→ **Photo object pointing records**

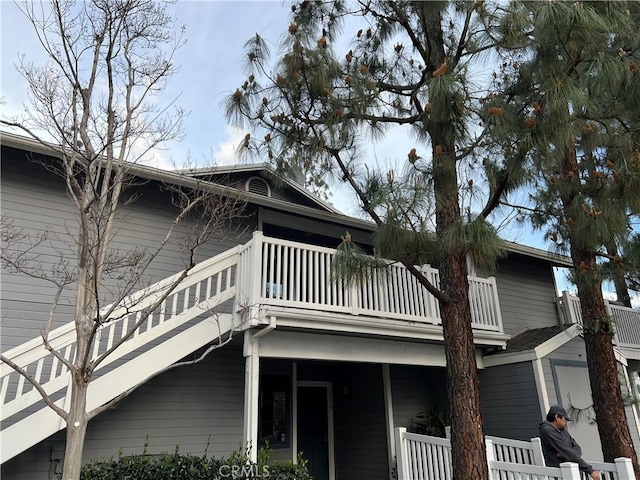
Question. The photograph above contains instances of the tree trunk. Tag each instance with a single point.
(76, 428)
(617, 275)
(604, 379)
(604, 376)
(469, 456)
(467, 440)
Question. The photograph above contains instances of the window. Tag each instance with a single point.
(274, 426)
(258, 186)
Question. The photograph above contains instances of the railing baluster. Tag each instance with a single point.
(38, 375)
(20, 387)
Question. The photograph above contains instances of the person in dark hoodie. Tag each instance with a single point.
(558, 446)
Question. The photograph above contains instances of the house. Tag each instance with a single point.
(308, 364)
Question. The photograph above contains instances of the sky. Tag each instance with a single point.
(211, 68)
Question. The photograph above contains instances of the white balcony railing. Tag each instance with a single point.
(422, 457)
(283, 273)
(627, 320)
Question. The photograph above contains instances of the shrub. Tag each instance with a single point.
(178, 466)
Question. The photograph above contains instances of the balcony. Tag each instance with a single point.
(627, 320)
(288, 275)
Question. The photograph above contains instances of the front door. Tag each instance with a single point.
(314, 436)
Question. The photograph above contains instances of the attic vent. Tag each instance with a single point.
(258, 186)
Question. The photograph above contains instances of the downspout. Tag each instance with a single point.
(252, 385)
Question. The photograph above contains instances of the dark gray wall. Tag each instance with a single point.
(509, 399)
(35, 200)
(573, 352)
(416, 389)
(189, 407)
(527, 293)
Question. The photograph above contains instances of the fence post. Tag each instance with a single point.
(402, 460)
(490, 455)
(570, 471)
(255, 284)
(624, 467)
(536, 447)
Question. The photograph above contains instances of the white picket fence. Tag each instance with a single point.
(627, 320)
(422, 457)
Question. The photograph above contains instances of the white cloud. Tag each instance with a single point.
(226, 152)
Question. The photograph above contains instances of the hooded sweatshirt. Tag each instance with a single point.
(558, 447)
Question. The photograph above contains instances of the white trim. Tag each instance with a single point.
(558, 340)
(251, 395)
(509, 358)
(255, 177)
(362, 324)
(539, 352)
(330, 433)
(541, 386)
(298, 345)
(634, 406)
(388, 413)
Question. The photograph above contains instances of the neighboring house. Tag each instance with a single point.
(313, 366)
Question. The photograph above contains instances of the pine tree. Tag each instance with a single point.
(582, 108)
(407, 65)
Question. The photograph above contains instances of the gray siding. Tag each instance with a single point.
(361, 447)
(188, 407)
(526, 291)
(509, 399)
(358, 416)
(36, 201)
(416, 389)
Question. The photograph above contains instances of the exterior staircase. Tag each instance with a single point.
(187, 320)
(231, 291)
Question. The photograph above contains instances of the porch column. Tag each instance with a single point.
(251, 385)
(388, 412)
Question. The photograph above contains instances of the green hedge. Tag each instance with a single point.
(177, 466)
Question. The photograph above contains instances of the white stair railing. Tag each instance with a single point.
(207, 284)
(298, 275)
(627, 320)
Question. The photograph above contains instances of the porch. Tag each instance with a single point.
(627, 322)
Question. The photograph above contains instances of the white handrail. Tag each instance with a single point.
(298, 275)
(627, 320)
(423, 456)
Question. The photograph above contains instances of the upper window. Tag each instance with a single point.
(258, 186)
(274, 424)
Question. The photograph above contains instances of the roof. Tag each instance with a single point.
(262, 169)
(555, 258)
(188, 178)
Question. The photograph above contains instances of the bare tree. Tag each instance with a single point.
(93, 106)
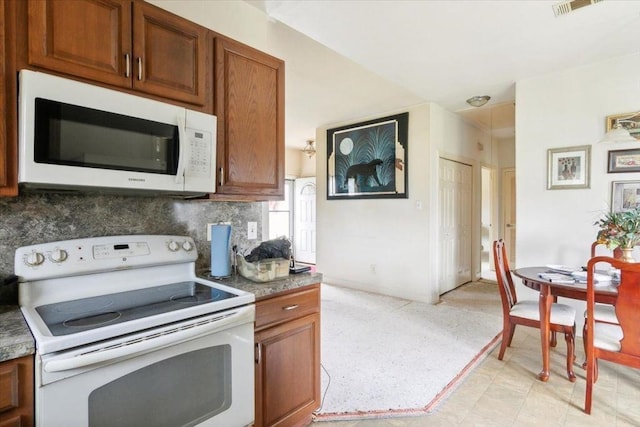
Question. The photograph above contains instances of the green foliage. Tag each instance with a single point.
(619, 229)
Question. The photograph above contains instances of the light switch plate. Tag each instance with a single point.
(252, 230)
(209, 228)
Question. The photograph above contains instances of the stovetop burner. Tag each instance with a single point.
(68, 317)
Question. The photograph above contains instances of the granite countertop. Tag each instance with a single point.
(15, 338)
(263, 290)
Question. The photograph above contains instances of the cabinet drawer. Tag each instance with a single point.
(287, 307)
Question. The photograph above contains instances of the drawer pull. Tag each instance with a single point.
(140, 68)
(127, 65)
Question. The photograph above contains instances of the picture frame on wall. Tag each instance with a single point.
(625, 195)
(629, 121)
(568, 167)
(624, 161)
(368, 160)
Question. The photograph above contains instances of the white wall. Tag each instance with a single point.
(390, 246)
(562, 110)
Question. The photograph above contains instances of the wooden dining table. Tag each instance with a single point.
(530, 276)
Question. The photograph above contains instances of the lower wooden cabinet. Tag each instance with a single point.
(16, 392)
(288, 358)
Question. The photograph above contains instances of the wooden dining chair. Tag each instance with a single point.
(602, 313)
(616, 343)
(527, 312)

→ **THE PROBLEM**
Quote all the records verbatim, dropping any pictures from your copy.

→ **CORRECT RESPONSE**
Question. The photograph above contains instances of the tree trunk. Tag each instance with a single point.
(76, 428)
(617, 275)
(604, 379)
(604, 376)
(469, 456)
(467, 440)
Question. The photograph above contains instances of the window. Tag each instance with a single point.
(274, 426)
(258, 186)
Question. The photograph above contains instances of the railing baluster. Tag each instance with a single point.
(38, 375)
(20, 387)
Question. The photograph above contains instances of the person in dark hoodie. Tag each instance with a single point.
(558, 446)
Question. The photograph above contains instances of the house. Tag each instance with a single point.
(308, 364)
Question. The photograph above contains instances of the sky. Tag each instance with a single point.
(211, 68)
Question. The photograph above contains instances of the white balcony railing. Tag each instance with a single point.
(422, 457)
(283, 273)
(627, 320)
Question. The photograph above contains instances of the shrub. Tag each instance with a single point.
(178, 466)
Question. The photograph above contains instances of the balcony. Tag each instance with a single point.
(627, 320)
(288, 275)
Question. The photograph above contains instances of the front door. Tag each instance with a single point.
(314, 436)
Question. The photograph above contains instances of the attic vent. Tag each instance with a single point.
(258, 186)
Question. The photograph above contains instances of the downspout. Tag each instance with a single point.
(252, 385)
Question. The photograph above contains instances of the dark gray wall. Tag each instance with a single point.
(509, 399)
(35, 200)
(573, 352)
(416, 389)
(189, 407)
(527, 293)
Question. The photograph above contains instances of the fence post. Tag each instance with a single point.
(402, 460)
(490, 455)
(570, 471)
(255, 284)
(624, 467)
(536, 447)
Question. The photograph above contains instances of the white picket fence. Tag each instance with a single point.
(627, 320)
(422, 457)
Question. The photograph above contains instances of the white cloud. Tag each instance with a single point.
(226, 152)
Question. The photograph above contains instances of the hooded sweatshirt. Tag each instance with a single point.
(558, 447)
Question. The photograph above contains instances of the white trim. Tag each instance with a single point.
(558, 340)
(251, 395)
(509, 358)
(255, 177)
(362, 324)
(539, 352)
(330, 433)
(541, 386)
(298, 345)
(634, 406)
(388, 413)
Question. The photograph above contains instances of the neighboring house. Tag each instance with a single point.
(313, 366)
Question. The photograph above contains instances of the pine tree. Tag each instance with a single point.
(582, 108)
(407, 65)
Question. The photograph above contains instances of the gray siding. Tag each instance with a single point.
(361, 447)
(188, 407)
(526, 291)
(509, 399)
(358, 416)
(36, 201)
(416, 389)
Question. The photograph above contains instances of the exterior staircase. Tag each instance with a single point.
(187, 320)
(231, 291)
Question. The photograph above contains instances of the porch column. Tag each instance with a single point.
(251, 385)
(388, 412)
Question. The photograph above contains instances of the green hedge. Tag each instance with a single point.
(177, 466)
Question. The photograph above contains instances of the white stair railing. Tag each instance with a single point.
(207, 284)
(298, 275)
(627, 320)
Question. The photograph above contains instances of the porch. Tag each instance with a single point.
(627, 322)
Question. The photograph above contains instances of the white handrail. Tag each instance with a single point.
(298, 275)
(627, 320)
(423, 456)
Question. The photograph above contains instances of the upper window. Tag each instance with a single point.
(258, 186)
(274, 424)
Question. The photograph above contains instances of the roof. Tag each instance with a single point.
(262, 169)
(555, 258)
(188, 178)
Question. The photograph above contains instances of the bare tree. Tag each instance with a single point.
(93, 106)
Question. The photograph above contains instances of the green foliage. Tag each instance with a single point.
(619, 229)
Question. The photograph above contains instances of the light switch plate. Tag each instance with a single point.
(252, 230)
(209, 228)
Question. The photograph above contains instances of the stovetop burner. Tag each instance with a single point.
(68, 317)
Question. The photograph above contains instances of the granite countertop. Tag each instance with a single point.
(15, 338)
(263, 290)
Question. The photograph above contains instances of the cabinet drawer. Tag each instance with a single point.
(287, 307)
Question. The photograph above contains instances of the drawer pull. Tag each instance with a single point.
(140, 68)
(127, 65)
Question. The photograph above contains instances of the picture frame on wall. Tag each instance with a single point.
(625, 195)
(629, 121)
(568, 167)
(624, 161)
(368, 160)
Question. The photograph above contains instances of the white wall. Tag each instance with a single point.
(390, 246)
(562, 110)
Question. The photograph above contains instances of the wooden dining table. Tag each instance with a single point.
(530, 276)
Question. The photograph above contains instances of the lower wooden cabinet. Tag each instance with a single point.
(16, 392)
(288, 358)
Question. The photograph above contains instances of the wooden dining chair. Tag each instance with a single point.
(602, 313)
(616, 343)
(527, 312)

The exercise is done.